(Source data)
## BEGIN

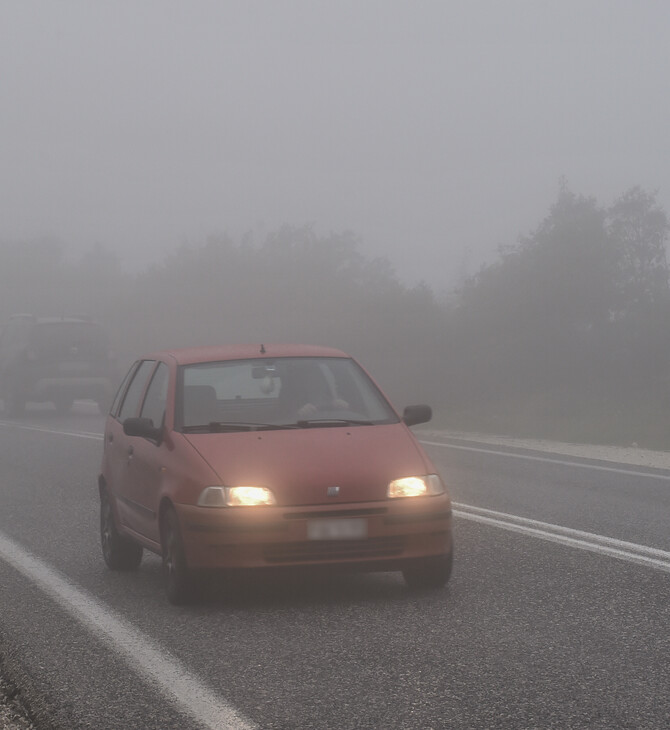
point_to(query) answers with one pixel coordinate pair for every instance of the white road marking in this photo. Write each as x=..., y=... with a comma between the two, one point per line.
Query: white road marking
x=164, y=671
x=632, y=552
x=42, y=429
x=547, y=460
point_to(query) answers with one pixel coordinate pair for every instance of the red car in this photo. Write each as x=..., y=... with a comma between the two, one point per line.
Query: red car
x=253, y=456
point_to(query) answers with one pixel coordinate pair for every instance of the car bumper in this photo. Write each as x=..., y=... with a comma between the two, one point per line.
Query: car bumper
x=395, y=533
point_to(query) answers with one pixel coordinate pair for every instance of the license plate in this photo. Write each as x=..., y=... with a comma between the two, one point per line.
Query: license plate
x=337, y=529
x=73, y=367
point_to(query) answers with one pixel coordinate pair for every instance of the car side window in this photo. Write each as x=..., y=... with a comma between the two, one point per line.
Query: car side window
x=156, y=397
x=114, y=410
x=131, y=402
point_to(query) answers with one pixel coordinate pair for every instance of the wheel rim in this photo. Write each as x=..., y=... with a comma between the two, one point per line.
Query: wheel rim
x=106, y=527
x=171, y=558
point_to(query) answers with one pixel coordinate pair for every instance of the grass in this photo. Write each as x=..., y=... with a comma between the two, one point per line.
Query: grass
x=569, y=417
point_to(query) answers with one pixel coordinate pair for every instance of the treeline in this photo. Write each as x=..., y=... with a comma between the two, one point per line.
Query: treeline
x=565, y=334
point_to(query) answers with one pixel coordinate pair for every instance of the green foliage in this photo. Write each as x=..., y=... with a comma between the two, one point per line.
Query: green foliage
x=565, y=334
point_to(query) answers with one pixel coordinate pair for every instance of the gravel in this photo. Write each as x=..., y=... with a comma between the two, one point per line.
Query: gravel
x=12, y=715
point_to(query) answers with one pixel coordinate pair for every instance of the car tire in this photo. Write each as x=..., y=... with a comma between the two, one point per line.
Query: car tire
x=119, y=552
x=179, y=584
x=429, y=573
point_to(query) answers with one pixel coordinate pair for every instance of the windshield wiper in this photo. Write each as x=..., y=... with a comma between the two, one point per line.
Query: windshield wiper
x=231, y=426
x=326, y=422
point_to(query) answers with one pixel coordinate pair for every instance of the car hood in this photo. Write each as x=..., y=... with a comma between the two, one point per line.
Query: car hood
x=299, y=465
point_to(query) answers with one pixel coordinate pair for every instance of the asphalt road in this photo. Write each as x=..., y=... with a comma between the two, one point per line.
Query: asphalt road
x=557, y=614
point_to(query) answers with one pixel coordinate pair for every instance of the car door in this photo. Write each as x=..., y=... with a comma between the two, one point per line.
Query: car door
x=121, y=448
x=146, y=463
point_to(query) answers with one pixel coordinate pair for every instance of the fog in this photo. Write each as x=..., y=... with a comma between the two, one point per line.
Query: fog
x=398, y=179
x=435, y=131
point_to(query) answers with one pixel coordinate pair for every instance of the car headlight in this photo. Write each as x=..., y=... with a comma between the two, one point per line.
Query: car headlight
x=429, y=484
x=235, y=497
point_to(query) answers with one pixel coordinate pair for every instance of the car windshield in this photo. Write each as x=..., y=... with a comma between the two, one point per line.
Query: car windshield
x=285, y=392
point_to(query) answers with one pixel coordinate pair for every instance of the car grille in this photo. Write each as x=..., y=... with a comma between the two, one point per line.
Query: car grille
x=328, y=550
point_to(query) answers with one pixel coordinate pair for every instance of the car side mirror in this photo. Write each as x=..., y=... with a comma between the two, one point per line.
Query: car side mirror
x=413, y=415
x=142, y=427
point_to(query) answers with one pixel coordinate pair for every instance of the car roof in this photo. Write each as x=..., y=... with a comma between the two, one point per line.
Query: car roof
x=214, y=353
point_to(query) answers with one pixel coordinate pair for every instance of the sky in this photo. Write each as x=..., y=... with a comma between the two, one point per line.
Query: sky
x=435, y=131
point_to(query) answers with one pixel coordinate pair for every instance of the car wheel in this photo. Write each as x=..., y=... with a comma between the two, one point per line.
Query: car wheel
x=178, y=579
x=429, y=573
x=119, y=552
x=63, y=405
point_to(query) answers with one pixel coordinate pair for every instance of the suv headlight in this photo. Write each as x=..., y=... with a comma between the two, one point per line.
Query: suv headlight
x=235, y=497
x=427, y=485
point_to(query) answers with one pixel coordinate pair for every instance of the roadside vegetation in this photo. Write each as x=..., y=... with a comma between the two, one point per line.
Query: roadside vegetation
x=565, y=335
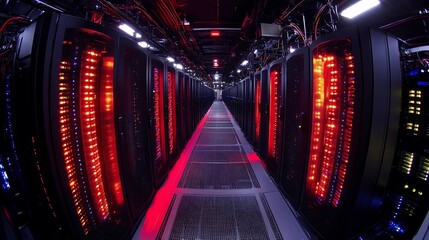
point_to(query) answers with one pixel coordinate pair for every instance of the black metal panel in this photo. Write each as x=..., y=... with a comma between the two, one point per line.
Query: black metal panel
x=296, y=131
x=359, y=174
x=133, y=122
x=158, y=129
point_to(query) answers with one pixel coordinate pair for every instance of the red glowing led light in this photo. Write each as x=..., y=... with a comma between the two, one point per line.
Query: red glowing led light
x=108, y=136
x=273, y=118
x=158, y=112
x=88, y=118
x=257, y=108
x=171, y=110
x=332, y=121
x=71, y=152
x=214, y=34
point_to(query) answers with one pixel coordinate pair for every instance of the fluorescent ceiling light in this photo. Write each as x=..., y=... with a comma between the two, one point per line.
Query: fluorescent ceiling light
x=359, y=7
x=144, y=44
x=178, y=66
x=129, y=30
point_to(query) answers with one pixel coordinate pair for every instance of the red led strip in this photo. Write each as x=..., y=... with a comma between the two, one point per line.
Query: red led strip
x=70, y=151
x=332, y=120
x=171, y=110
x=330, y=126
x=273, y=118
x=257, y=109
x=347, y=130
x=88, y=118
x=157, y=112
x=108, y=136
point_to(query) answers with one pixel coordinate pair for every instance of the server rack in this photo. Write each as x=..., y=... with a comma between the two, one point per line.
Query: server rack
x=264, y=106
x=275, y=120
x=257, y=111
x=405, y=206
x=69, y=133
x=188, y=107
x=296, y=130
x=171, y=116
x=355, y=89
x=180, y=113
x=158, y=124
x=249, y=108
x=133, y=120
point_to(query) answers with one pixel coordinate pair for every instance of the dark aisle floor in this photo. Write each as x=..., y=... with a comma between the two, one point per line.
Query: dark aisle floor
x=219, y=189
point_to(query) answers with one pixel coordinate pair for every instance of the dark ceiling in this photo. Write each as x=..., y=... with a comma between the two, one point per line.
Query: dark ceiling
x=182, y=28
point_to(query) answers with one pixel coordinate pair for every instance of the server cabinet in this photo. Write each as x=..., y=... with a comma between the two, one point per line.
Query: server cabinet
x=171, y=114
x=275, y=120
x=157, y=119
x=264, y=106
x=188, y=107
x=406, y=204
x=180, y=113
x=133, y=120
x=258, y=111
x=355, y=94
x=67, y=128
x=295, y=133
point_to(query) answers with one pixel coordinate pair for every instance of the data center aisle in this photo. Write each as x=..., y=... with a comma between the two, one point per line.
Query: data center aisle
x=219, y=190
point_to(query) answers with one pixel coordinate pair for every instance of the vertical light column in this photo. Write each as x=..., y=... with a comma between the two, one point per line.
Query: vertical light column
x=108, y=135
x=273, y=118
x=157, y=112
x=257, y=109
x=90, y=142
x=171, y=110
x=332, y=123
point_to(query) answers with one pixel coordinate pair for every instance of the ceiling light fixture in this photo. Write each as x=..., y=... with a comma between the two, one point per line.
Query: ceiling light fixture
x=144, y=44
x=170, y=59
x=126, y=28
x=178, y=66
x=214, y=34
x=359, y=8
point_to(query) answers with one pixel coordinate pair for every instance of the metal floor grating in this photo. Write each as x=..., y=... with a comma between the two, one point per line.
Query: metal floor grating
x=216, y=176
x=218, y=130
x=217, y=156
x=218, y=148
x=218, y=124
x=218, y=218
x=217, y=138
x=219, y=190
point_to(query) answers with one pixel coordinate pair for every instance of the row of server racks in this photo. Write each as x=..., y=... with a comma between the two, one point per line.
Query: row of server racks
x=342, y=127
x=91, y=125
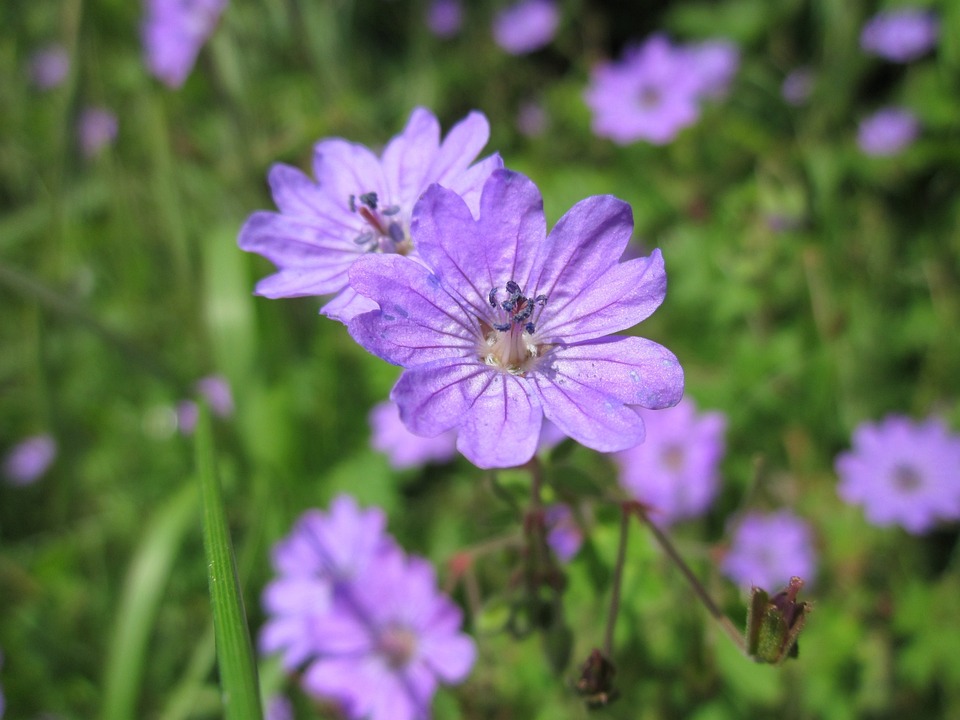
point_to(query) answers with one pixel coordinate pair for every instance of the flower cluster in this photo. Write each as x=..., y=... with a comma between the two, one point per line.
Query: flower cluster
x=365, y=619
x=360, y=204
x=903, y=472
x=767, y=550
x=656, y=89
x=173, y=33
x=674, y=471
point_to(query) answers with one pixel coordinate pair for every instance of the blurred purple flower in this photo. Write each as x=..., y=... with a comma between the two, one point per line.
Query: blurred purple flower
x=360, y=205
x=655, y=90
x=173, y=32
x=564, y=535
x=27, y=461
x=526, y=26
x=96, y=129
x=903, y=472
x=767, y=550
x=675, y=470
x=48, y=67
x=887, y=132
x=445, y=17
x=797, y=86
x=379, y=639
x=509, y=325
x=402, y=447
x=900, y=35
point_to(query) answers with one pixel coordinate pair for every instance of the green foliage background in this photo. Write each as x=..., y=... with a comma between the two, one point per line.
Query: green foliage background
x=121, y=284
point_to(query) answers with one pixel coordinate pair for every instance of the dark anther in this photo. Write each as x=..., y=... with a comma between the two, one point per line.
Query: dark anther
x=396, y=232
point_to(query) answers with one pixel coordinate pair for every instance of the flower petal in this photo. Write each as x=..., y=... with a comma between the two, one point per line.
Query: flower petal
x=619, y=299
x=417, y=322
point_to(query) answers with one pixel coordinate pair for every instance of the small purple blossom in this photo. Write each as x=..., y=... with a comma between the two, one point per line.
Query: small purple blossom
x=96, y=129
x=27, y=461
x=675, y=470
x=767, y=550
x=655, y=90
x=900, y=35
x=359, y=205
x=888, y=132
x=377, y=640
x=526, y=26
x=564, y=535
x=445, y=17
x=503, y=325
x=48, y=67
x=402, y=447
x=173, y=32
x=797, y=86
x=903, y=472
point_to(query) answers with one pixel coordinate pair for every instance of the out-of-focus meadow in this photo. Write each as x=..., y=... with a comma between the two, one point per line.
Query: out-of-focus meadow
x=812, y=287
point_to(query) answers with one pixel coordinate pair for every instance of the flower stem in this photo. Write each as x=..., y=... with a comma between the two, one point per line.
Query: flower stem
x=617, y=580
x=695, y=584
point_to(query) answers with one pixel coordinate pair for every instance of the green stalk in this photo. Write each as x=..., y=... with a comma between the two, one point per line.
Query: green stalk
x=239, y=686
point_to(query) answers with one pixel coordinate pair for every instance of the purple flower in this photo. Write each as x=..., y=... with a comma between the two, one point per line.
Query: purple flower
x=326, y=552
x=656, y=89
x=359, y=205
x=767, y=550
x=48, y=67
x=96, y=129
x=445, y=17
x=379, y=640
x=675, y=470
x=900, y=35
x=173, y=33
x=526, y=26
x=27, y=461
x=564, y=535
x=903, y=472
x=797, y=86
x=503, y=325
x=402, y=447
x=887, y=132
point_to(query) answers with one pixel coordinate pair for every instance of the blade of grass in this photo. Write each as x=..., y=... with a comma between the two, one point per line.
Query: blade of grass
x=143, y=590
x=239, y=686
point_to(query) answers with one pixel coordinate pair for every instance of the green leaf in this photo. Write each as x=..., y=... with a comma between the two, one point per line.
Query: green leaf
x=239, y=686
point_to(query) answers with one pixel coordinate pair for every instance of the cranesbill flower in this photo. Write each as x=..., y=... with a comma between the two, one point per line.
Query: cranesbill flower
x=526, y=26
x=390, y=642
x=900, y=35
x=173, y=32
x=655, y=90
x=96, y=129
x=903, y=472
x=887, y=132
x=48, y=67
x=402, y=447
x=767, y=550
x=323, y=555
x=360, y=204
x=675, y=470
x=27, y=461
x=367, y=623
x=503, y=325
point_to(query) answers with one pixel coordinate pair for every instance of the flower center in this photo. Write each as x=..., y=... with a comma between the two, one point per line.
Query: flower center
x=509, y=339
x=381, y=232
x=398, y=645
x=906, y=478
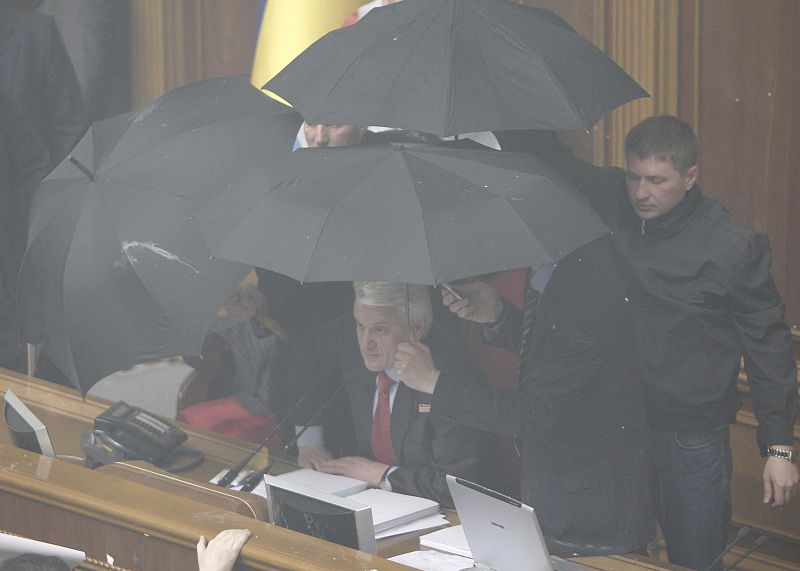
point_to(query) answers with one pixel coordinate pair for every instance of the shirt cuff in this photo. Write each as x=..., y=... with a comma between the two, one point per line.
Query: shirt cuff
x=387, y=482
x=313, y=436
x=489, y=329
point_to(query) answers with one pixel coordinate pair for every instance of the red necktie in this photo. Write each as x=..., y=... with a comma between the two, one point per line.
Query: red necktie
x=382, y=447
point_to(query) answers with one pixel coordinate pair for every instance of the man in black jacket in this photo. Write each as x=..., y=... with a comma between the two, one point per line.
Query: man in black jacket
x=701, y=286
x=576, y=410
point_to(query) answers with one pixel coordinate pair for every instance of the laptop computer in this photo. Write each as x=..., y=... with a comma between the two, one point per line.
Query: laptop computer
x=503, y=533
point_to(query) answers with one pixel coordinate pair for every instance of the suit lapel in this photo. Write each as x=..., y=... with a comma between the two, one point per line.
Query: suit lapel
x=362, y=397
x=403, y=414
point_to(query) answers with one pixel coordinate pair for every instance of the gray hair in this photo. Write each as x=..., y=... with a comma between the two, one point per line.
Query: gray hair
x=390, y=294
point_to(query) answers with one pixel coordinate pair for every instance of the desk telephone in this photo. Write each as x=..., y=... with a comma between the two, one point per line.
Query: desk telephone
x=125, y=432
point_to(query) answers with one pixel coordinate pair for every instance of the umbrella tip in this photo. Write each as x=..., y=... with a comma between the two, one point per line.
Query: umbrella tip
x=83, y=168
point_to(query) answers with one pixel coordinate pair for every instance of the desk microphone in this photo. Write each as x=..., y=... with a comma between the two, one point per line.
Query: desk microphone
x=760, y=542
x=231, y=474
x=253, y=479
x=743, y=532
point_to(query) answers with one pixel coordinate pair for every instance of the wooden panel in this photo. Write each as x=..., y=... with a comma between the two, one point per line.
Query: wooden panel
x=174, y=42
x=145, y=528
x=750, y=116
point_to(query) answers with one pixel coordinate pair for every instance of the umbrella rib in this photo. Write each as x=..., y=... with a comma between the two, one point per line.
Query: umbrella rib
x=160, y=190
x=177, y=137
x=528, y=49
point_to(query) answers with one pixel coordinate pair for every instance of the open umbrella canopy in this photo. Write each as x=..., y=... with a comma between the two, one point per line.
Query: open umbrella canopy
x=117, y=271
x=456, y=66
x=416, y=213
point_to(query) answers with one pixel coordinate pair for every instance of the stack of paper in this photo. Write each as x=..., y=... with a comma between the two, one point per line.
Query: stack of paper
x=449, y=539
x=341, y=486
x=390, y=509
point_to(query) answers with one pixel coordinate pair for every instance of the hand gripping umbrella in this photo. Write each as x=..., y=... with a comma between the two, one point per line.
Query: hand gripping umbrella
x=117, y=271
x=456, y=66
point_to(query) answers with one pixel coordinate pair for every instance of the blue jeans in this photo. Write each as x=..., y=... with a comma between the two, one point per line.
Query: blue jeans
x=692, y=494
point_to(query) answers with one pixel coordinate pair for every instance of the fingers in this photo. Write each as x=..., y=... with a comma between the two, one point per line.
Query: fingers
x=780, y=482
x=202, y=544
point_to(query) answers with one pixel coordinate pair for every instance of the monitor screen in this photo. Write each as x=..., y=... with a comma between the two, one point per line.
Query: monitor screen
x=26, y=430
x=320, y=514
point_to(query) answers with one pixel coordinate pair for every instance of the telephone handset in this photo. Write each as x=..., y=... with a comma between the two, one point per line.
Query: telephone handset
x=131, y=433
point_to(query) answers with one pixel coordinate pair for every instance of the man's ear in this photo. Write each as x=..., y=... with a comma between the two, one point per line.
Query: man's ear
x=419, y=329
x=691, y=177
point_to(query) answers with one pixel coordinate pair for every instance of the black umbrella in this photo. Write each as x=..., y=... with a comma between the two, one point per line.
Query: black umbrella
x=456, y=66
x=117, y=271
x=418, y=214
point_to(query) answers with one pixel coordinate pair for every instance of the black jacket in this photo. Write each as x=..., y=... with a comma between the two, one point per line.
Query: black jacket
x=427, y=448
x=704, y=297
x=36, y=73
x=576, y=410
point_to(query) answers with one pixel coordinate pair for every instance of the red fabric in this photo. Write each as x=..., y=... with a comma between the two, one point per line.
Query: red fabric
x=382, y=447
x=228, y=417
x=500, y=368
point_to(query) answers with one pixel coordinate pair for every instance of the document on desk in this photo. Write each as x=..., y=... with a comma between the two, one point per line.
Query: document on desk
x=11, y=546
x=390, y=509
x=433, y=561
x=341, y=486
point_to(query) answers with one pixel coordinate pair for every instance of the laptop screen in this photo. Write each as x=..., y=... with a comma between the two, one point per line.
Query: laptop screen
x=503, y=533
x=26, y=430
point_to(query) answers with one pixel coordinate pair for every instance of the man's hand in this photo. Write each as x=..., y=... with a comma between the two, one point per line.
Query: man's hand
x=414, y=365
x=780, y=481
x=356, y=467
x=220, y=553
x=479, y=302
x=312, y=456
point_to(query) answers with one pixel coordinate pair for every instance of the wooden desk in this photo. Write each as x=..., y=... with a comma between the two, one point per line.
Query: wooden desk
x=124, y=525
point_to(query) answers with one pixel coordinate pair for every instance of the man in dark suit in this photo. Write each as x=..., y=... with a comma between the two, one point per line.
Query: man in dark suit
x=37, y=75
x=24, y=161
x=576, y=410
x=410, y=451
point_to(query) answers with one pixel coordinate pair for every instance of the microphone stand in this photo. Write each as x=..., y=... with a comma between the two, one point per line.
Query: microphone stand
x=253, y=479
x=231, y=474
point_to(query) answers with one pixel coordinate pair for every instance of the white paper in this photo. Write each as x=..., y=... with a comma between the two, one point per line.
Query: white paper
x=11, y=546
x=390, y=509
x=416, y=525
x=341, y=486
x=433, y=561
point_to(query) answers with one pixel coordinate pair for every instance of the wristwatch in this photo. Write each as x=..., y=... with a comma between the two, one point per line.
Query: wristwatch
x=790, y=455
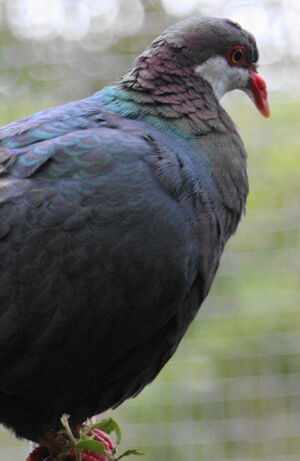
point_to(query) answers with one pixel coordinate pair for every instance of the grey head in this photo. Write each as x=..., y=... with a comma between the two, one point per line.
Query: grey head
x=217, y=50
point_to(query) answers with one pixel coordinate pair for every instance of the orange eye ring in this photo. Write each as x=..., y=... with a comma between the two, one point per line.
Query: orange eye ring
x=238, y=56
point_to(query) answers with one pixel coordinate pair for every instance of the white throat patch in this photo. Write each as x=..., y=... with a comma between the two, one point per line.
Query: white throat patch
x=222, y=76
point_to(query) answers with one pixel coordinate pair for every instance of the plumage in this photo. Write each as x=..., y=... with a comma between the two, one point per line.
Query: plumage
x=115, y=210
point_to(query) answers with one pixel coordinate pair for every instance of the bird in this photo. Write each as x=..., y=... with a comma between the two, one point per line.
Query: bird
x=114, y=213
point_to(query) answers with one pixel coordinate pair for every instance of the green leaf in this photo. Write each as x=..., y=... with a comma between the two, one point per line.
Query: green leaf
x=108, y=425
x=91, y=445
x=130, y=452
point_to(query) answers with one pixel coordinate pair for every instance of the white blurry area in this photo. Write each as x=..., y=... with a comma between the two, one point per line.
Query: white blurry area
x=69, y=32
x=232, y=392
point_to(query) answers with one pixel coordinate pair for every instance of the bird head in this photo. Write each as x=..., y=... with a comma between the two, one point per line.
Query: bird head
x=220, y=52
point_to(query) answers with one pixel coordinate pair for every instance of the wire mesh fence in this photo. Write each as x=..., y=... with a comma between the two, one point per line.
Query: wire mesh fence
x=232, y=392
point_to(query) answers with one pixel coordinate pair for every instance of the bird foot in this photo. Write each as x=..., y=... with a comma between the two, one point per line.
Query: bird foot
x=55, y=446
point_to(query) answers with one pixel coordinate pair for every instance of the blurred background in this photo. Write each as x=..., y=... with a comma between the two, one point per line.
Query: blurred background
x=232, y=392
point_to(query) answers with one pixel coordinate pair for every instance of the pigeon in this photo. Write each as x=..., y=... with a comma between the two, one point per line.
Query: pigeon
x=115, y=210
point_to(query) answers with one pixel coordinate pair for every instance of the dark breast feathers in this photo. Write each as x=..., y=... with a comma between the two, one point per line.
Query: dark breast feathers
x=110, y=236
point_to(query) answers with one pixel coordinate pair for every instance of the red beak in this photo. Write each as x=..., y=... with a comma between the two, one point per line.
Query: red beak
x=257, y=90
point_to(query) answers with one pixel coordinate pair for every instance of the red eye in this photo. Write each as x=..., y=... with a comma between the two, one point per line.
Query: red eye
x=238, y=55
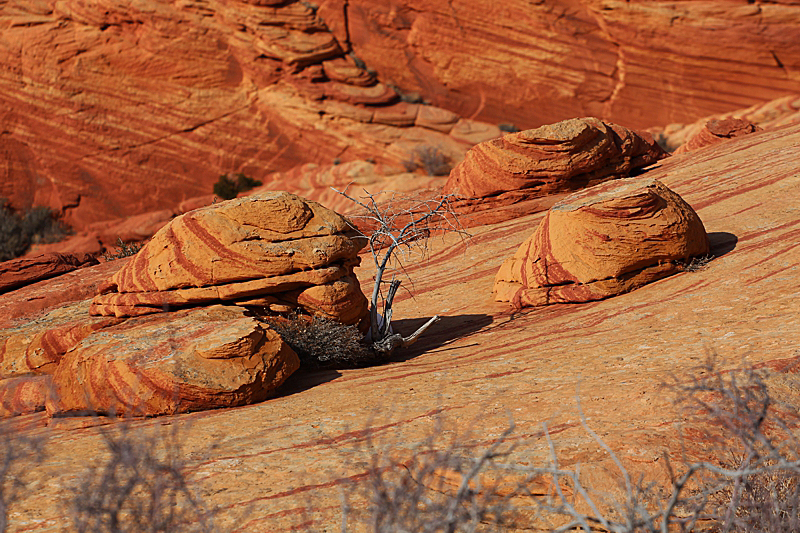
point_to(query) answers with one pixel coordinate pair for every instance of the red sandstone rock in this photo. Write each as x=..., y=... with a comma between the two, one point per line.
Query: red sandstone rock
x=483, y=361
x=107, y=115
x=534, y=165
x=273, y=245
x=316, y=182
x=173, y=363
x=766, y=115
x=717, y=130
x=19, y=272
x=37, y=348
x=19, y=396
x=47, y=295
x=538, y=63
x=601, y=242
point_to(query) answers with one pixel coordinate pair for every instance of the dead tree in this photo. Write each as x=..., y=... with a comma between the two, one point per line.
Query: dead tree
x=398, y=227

## END

→ What is asked:
Can you copy everything in the entries verbatim, from the start down to the line containing "x=395, y=533", with both ends included and the pictures left out?

→ The result:
point_to(query) answers with one pixel coordinate pair for every instance of the white road marking in this photo. Write each as x=..., y=... with a comma between the two, one point per line.
Query: white road marking
x=164, y=671
x=632, y=552
x=42, y=429
x=547, y=460
point_to(query) answers with one pixel coordinate pair for every instance of the red car in this photo. Write each as x=..., y=... with a comma between the two, one point per line.
Query: red car
x=253, y=456
point_to(query) answers with one pixel coordinate pair for every instance of the car bumper in this photo. Write each as x=..., y=... with a comma between the two, one point per line.
Query: car bumper
x=395, y=533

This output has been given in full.